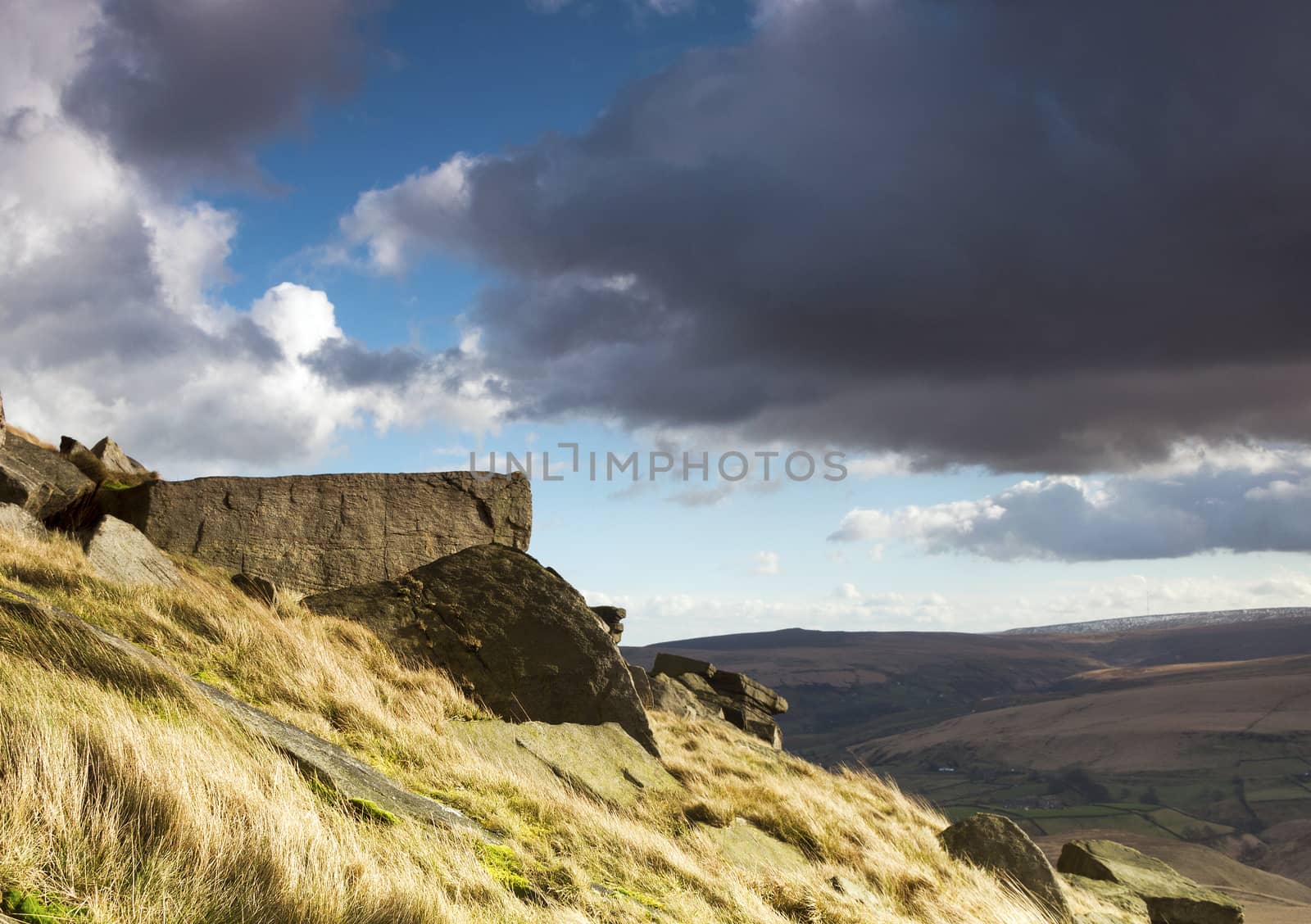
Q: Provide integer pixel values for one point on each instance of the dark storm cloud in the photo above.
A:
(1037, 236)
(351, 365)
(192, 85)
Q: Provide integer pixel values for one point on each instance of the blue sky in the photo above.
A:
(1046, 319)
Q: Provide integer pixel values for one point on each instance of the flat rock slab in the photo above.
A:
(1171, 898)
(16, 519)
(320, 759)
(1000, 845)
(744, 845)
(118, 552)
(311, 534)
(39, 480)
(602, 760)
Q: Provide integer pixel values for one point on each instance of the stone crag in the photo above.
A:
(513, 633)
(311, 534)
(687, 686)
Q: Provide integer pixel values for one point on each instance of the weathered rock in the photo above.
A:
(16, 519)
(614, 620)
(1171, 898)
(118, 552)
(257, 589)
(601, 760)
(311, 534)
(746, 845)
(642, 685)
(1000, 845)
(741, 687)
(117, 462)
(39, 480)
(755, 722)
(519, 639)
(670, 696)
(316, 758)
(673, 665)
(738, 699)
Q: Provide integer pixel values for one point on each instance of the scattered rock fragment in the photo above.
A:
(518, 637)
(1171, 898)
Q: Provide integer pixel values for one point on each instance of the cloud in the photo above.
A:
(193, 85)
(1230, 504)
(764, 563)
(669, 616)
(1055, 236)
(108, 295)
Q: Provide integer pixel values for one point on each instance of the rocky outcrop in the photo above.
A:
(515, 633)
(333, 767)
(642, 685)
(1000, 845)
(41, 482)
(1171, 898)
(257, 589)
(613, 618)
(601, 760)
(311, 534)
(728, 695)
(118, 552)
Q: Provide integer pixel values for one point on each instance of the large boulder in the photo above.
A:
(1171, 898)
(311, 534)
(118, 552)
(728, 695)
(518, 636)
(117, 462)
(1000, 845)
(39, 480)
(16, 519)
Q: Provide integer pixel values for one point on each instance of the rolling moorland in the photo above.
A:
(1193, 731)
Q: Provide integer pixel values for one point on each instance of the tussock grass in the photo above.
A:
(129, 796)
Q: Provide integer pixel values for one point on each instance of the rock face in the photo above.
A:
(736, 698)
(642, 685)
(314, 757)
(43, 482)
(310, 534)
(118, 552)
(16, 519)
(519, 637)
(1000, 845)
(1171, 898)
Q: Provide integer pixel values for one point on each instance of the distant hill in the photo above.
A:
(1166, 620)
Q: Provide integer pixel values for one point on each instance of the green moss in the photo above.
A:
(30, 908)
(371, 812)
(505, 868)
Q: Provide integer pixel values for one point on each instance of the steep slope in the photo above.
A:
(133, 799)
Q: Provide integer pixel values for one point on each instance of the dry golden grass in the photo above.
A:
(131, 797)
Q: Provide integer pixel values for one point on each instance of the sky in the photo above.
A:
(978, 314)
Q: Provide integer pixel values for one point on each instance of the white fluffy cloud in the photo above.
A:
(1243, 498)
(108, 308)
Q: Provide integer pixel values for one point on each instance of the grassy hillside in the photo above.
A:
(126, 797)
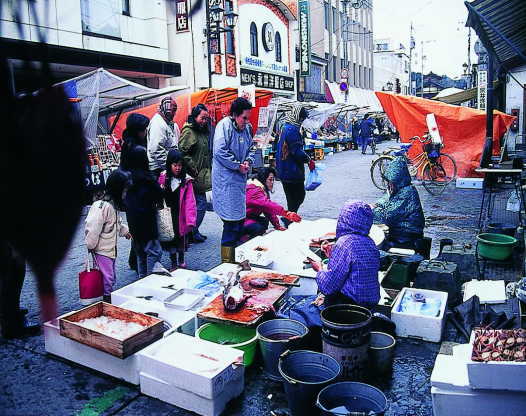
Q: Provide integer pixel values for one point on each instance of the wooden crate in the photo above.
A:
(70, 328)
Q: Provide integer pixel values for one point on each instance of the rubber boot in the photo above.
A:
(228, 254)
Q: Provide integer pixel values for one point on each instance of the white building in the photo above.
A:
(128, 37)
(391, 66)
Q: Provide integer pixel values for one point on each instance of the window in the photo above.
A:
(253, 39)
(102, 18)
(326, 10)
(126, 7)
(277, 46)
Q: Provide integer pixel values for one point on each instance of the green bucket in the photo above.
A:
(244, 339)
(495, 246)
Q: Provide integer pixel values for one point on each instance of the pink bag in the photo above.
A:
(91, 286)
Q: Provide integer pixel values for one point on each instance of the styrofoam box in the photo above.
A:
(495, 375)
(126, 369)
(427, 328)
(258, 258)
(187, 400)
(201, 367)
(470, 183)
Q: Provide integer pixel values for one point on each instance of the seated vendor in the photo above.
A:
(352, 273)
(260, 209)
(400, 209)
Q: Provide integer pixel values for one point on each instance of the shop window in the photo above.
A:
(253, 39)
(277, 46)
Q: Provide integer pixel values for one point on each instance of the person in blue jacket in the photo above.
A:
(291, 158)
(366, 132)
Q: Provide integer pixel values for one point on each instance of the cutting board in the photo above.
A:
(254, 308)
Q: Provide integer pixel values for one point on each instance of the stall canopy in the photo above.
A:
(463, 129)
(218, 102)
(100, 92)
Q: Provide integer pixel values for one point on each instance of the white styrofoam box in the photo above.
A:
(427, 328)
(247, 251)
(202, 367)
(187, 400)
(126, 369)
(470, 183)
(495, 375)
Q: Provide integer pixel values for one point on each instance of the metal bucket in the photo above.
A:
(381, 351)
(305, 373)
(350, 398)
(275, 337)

= = =

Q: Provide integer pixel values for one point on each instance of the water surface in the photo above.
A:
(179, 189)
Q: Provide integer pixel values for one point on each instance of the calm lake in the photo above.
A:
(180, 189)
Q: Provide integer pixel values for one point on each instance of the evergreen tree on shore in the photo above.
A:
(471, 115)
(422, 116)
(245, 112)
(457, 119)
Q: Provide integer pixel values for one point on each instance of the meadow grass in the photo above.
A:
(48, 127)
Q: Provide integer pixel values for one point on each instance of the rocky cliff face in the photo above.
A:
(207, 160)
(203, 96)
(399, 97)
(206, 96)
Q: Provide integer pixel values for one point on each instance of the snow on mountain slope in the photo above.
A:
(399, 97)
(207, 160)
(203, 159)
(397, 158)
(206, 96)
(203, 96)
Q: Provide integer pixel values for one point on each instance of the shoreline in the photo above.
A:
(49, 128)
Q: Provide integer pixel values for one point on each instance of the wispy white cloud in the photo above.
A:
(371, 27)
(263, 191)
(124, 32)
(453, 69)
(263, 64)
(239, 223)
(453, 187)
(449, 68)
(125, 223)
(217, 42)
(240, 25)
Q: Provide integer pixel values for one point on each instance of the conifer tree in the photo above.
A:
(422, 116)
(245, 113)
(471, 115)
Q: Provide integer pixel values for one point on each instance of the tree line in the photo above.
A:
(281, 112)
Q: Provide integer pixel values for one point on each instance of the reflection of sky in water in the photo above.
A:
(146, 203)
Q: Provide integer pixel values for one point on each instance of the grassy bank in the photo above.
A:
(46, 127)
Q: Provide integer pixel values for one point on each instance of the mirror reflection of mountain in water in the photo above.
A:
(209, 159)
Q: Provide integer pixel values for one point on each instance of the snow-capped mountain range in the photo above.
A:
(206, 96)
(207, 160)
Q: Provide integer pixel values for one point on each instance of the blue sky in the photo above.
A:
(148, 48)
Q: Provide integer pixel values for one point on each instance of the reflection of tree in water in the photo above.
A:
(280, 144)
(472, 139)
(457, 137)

= = =

◆ **EXERCISE INSTRUCTIONS**
How many lines in the records contain the string "bucket"? Reply with the number only.

◆ **EXERCISE ANSWER**
2